# [EXCERPT]
United States District Court, N.D. Illinois, Eastern Division
May 12, 2005
Case No. 03 C 7198 (N.D. Ill. May. 12, 2005)

Opinion

Case No. 03 C 7198.

May 12, 2005


MEMORANDUM OPINION AND ORDER


In October 2003, John Otrompke sued the Chairman of the Committee on Character and Fitness for the First Judicial District of Illinois, along with several members of a panel of that Committee, and the Illinois Board of Admissions to the Bar. At the time, Otrompke's application for admission to the bar was still pending before the Committee on Character and Fitness. Otrompke claimed the defendants' failure to approve his admission to the bar and their delay in granting him a hearing violated his federal constitutional rights. He also asserted several state law claims arising from the same underlying contentions.

# [EXERCISE SET]
1. In one to three sentences, explain why, according to the memorandum opinion, Otrompke believed the defendants had violated his federal constitutional rights.
2. Continue the memorandum opinion from the point where it stops.
The records that come next aren't needed here.

# [DATASET EXTRACT]

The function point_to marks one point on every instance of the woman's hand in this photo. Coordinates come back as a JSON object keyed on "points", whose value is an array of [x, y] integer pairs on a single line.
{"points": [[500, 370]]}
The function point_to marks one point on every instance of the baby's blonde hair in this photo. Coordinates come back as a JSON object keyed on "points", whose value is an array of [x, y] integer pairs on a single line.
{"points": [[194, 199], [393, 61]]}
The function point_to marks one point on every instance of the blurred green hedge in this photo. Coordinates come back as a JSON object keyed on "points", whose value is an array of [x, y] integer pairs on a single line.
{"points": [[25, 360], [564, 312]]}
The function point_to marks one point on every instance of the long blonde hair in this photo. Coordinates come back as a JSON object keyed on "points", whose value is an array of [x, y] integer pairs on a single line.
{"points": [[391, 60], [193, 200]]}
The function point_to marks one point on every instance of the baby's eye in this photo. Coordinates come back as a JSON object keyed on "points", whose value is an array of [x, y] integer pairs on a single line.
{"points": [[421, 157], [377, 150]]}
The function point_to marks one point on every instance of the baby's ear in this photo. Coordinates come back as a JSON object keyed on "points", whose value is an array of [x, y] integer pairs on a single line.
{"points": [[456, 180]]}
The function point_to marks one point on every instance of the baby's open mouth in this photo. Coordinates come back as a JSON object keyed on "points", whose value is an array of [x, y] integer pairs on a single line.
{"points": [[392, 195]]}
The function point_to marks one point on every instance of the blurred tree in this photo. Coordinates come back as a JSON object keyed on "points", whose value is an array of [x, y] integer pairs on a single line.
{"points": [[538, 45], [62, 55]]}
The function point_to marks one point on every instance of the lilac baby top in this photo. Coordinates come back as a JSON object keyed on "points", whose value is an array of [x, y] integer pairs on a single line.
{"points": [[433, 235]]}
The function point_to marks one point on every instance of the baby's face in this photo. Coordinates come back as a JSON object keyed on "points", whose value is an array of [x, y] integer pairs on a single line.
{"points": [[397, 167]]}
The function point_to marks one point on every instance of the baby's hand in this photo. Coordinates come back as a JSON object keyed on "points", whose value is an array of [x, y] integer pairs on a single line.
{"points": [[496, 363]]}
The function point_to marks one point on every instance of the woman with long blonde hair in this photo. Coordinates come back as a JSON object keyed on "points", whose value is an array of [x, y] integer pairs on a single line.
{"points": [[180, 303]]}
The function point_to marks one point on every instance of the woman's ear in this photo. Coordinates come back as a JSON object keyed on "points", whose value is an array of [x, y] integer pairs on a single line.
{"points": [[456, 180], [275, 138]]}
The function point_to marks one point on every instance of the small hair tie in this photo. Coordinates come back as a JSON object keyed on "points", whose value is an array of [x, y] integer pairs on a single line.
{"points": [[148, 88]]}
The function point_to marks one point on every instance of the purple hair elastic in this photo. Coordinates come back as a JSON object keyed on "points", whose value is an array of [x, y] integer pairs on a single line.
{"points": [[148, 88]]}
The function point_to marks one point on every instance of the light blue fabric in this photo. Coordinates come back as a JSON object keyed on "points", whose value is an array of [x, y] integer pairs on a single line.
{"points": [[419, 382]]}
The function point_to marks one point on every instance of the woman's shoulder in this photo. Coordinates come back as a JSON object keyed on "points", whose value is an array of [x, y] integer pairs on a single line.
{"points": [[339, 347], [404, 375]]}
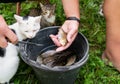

# [TASK-BY-TASK ANSWERS]
1. Otrompke claimed the defendants violated his federal constitutional rights because they failed to approve his admission to the bar and delayed granting him a hearing. His application was still pending before the Committee on Character and Fitness when he sued in October 2003.

2.
On April 14, 2004, the Court ruled that Younger v. Harris, 401 U.S. 37 (1971), required the Court to abstain from considering the merits of Otrompke's claims because the state proceedings regarding his admission to the bar were ongoing, implicated important state interests, and offered Otrompke an adequate opportunity for review of his federal constitutional claims. Otrompke v. Chairman of Comm. on Character Fitness, No. 03 C 7198, 2004 WL 812993, *3-4 (N.D. Ill. Apr. 14, 2004). Among other things, the Court indicated that it was clear that the Illinois Supreme Court, as the arbiter of attorney admissions, had the ability to hear and determine Otrompke's federal claims. Id., *3 (citing Hale v. Comm. on Character and Fitness of the State of Illinois, 335 F.3d 678, 683 (7th Cir. 2003)).

The Court requested further submissions on whether we should stay Otrompke's claims or dismiss them. Id., *5. Otrompke requested a stay. He argued, among other things, that even if he did not prevail in his quest to be admitted to the bar, he intended to pursue a claim for violation of his procedural due process rights based on the contention that the defendants had unduly delayed holding a hearing on his claim. Pl. Motion to Stay at 2. Defendants also took the position that a stay was appropriate, noting that Otrompke could not bring damages claims in connection with his petition to be admitted to the bar. Def. Mem. Regarding Whether Dismissal or Stay is Appropriate at 1. The Court granted the motion for a stay.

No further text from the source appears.